◆ **Records provided**:
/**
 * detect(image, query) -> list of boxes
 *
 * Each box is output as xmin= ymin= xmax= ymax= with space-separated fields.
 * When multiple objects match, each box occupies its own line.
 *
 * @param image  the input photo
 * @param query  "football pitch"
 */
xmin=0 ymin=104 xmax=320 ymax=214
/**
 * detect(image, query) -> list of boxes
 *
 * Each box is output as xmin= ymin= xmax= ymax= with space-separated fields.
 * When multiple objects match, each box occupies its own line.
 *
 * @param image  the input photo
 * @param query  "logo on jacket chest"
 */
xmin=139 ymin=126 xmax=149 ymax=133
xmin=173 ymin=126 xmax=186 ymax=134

◆ **Given instruction**:
Update these lines by changing every "input photo" to "source image" and keeping everything else the same.

◆ **Complete answer**:
/**
 * detect(image, query) -> list of boxes
 *
 * Each box is output as xmin= ymin= xmax= ymax= with space-separated fields.
 * When multiple objects match, each box occupies its own line.
 *
 * @param image  the source image
 * @param query  "football pitch"
 */
xmin=0 ymin=104 xmax=320 ymax=214
/**
 * detect(image, query) -> list of boxes
 *
 * Each box is output as xmin= ymin= xmax= ymax= with space-separated fields.
 * When multiple objects match, each box occupies its own line.
 *
 * @param image  the source image
 * @param query  "logo on jacket chest"
 */
xmin=139 ymin=126 xmax=149 ymax=133
xmin=173 ymin=126 xmax=186 ymax=134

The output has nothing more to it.